◆ The input ◆
..........
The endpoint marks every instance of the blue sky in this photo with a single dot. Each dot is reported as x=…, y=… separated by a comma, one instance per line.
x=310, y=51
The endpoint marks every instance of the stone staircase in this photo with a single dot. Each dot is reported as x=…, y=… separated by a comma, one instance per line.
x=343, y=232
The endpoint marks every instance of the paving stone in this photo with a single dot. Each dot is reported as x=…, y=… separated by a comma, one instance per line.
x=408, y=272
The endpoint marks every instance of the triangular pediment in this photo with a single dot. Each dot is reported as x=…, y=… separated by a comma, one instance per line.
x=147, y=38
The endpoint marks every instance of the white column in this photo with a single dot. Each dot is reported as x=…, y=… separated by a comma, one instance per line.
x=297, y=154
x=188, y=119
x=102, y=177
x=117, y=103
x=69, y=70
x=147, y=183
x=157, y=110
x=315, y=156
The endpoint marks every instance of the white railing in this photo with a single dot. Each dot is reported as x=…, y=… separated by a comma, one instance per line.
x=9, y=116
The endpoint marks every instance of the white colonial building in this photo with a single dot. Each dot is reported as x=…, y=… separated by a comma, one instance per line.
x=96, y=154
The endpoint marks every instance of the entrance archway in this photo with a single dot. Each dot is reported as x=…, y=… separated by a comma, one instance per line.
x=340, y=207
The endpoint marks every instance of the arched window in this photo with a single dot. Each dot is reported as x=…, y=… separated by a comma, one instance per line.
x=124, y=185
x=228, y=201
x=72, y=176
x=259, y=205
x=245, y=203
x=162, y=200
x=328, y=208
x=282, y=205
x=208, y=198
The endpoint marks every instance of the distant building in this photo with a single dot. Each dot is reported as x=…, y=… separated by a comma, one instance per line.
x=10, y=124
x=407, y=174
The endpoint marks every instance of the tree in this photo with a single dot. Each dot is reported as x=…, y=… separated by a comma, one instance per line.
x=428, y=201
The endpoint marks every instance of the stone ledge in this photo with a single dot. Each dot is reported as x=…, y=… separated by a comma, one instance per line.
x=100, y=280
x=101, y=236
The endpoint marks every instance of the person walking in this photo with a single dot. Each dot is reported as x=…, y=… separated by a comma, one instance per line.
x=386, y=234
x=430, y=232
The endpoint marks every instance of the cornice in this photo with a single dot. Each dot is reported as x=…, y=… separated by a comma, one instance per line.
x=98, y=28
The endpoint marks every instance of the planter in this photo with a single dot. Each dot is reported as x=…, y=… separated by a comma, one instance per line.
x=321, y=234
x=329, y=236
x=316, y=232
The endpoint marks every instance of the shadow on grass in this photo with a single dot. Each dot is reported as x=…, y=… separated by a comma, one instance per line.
..........
◆ Task details ◆
Render every line of the rows above as a JSON list of strings, one string per line, skipping any blank lines.

◆ Exercise output ◆
[
  "The endpoint marks every instance of the blue sky in this photo with a single dot. Each dot is reported as x=…, y=… separated by a comma, one instance per line.",
  "x=310, y=51",
  "The endpoint marks every instance of the stone staircase in this photo with a single dot. Each dot is reported as x=…, y=… separated by a comma, one instance per line.",
  "x=343, y=232",
  "The endpoint marks every instance of the paving stone in this photo with a single dot. Each dot is reported as x=…, y=… separated by a comma, one instance per line.",
  "x=408, y=272",
  "The endpoint marks every instance of the triangular pediment in this photo with a single dot. Each dot is reported as x=…, y=… separated by a comma, one instance per line.",
  "x=147, y=38",
  "The endpoint marks every instance of the white column in this photo with a single dot. Each dot is reported as x=…, y=… separated by a comma, one instance per line.",
  "x=297, y=154",
  "x=188, y=119",
  "x=102, y=177",
  "x=117, y=103",
  "x=69, y=70",
  "x=147, y=183",
  "x=157, y=110",
  "x=315, y=156",
  "The endpoint marks every instance of the white railing in this photo with a single dot. Each dot is reported as x=…, y=… separated by a comma, one instance per line.",
  "x=9, y=116",
  "The endpoint marks every instance of the white colonial building in this photo with a single dot. Each dot is reported as x=…, y=… separated by a comma, one instance per line.",
  "x=96, y=154",
  "The endpoint marks every instance of the entrance archway in this photo with a single dot. Each dot is reported as x=…, y=… separated by a comma, one instance per line.",
  "x=340, y=207",
  "The endpoint marks every instance of the arched window in this photo with a single dot. Each dot is reported as x=…, y=… separated by a comma, one instance per line.",
  "x=124, y=185",
  "x=228, y=201",
  "x=72, y=176",
  "x=259, y=205",
  "x=245, y=203",
  "x=162, y=200",
  "x=328, y=208",
  "x=282, y=205",
  "x=208, y=198",
  "The endpoint marks every instance of the distant building in this photo with a single dot. Each dot is reported as x=…, y=… separated by a comma, one instance per line.",
  "x=10, y=124",
  "x=407, y=174",
  "The endpoint marks every instance of the tree in this photo with a single dot. Each dot is reported as x=…, y=… separated by a comma, one instance per line.",
  "x=428, y=201",
  "The endpoint marks every instance of the stone ledge in this photo with a single dot. Each dot is reported as x=…, y=… separated by a comma, one instance per line.",
  "x=100, y=280",
  "x=101, y=236",
  "The endpoint marks every instance of the person walking in this photo with a single dot. Each dot is reported as x=…, y=… separated by a comma, one instance per line.",
  "x=386, y=234",
  "x=430, y=232",
  "The endpoint marks every instance of the cornice in this photo with a single dot. Each dot is reported as x=…, y=… separated by a comma, one instance per line.",
  "x=98, y=28",
  "The endpoint marks every instance of the planter in this photo with a single dot. Each dot is reported as x=…, y=… separated by a comma, one instance per line.",
  "x=321, y=234",
  "x=329, y=236",
  "x=316, y=232",
  "The endpoint marks every instance of the shadow on grass in this photo with a single dot. Each dot is reported as x=…, y=… separated by a comma, one instance per line."
]